OBJECTIVE –
Could you format the stretch of the records below, from the line containing "black plaid pattern." through the line containing "column 96, row 228", as a Markdown table with the columns No. and Line? Give one numbered row per line, include both end lines, and leave out any blank lines.

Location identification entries
-- BEGIN --
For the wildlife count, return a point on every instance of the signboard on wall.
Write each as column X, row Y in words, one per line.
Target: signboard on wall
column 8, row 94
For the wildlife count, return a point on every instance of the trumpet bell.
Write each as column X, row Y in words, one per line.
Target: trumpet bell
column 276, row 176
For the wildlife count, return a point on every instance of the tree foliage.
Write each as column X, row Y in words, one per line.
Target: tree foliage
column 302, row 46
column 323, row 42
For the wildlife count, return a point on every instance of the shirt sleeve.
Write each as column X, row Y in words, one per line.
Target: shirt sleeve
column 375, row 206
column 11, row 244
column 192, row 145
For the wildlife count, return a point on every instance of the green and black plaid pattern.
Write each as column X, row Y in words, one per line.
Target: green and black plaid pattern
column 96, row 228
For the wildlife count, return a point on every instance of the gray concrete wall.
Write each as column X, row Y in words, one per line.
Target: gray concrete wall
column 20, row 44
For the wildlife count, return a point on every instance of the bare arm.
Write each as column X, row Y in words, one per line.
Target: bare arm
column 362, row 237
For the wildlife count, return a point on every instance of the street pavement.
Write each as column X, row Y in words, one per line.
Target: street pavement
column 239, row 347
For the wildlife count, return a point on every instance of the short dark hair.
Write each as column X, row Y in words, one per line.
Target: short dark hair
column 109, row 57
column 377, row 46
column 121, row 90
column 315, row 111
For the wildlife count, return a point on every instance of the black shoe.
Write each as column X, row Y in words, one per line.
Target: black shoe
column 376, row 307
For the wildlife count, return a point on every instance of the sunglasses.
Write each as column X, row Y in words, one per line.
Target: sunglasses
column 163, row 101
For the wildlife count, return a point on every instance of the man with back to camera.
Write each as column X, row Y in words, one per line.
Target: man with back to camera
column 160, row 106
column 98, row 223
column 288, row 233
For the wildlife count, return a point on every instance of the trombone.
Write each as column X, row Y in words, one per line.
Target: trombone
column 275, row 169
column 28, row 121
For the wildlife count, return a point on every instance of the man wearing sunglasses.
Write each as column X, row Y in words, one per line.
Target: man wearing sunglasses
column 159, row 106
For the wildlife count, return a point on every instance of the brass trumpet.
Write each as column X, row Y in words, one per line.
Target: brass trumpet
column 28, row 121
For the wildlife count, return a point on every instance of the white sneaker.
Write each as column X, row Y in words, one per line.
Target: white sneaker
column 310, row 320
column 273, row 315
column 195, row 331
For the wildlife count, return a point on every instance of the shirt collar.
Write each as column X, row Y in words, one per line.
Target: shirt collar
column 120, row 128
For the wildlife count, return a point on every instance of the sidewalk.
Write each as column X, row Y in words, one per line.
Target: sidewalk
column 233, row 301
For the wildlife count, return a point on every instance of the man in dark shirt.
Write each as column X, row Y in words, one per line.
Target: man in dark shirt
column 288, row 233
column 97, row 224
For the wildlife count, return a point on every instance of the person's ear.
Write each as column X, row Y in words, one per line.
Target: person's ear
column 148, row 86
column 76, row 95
-- END --
-- BEGIN --
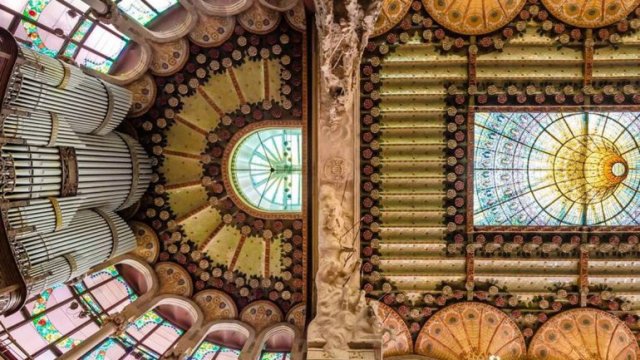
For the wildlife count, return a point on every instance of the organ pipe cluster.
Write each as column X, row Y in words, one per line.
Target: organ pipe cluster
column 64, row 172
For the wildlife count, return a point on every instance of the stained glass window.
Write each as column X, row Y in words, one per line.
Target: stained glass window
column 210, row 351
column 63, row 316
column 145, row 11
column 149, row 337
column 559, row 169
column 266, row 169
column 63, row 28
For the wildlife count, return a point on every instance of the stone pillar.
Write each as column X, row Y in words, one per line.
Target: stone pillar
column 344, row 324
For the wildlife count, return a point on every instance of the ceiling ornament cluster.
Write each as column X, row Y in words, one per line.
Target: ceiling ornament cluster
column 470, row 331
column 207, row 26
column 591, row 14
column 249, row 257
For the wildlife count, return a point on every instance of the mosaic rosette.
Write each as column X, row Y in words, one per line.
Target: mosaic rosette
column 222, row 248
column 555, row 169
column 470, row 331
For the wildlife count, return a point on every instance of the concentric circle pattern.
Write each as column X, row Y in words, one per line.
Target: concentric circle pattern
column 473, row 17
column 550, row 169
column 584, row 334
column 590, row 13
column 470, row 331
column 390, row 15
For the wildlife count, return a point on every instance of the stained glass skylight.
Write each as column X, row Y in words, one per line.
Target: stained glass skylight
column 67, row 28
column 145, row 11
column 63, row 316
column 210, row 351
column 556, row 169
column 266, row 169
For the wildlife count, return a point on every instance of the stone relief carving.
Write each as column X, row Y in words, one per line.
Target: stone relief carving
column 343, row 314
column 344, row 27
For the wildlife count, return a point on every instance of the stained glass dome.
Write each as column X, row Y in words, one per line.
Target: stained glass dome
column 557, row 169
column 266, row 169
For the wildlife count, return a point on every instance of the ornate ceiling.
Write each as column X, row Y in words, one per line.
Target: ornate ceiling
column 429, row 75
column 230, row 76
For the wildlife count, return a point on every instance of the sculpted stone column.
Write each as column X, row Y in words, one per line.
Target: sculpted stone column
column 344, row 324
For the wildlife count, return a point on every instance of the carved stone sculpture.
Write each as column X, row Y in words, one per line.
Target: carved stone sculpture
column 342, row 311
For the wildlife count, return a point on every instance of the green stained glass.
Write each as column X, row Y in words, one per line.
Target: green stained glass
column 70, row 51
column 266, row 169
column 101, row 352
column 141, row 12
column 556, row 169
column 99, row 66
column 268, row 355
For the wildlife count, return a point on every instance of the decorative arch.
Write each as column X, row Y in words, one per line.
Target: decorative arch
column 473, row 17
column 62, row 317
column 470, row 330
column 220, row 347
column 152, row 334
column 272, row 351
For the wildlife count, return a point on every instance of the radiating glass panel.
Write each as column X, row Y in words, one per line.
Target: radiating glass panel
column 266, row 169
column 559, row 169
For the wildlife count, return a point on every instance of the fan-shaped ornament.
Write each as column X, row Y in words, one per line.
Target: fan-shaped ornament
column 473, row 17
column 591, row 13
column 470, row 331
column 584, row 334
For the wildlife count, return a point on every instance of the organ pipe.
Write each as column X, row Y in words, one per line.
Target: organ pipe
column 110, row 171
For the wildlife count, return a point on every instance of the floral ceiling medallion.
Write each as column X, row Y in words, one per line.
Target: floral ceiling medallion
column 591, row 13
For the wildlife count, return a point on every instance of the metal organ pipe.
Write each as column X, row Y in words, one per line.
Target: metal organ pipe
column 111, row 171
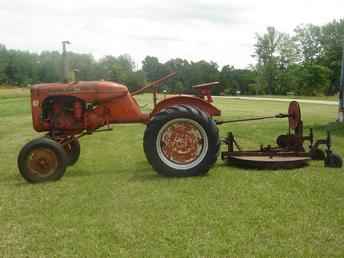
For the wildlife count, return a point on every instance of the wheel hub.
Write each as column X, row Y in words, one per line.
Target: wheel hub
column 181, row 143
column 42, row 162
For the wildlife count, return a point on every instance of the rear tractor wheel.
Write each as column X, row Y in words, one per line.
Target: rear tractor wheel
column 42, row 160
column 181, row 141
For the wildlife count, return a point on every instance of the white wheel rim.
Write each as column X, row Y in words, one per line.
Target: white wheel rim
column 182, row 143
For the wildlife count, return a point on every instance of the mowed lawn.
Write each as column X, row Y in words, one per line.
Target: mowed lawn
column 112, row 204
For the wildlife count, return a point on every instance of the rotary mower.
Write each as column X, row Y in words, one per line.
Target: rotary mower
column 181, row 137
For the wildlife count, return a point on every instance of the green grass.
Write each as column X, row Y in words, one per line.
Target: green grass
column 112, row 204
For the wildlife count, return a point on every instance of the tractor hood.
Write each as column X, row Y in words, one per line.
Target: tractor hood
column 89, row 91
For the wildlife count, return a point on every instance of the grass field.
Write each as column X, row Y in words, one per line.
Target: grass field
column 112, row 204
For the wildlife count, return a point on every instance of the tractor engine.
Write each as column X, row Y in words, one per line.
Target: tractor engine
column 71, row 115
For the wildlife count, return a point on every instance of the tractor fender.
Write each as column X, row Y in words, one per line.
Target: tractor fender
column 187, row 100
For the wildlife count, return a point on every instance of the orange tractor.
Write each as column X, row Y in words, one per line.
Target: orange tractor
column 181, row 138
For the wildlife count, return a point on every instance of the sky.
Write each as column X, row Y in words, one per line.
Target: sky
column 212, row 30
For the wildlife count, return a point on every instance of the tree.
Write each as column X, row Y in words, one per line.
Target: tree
-- END --
RESULT OF THIS TASK –
| No. | Line |
|---|---|
| 1 | For the wildlife count, return a point on every instance of the green and black plaid pattern. |
| 2 | Write each as column X, row Y in words, one per line. |
| 3 | Target: green and black plaid pattern |
| 4 | column 96, row 228 |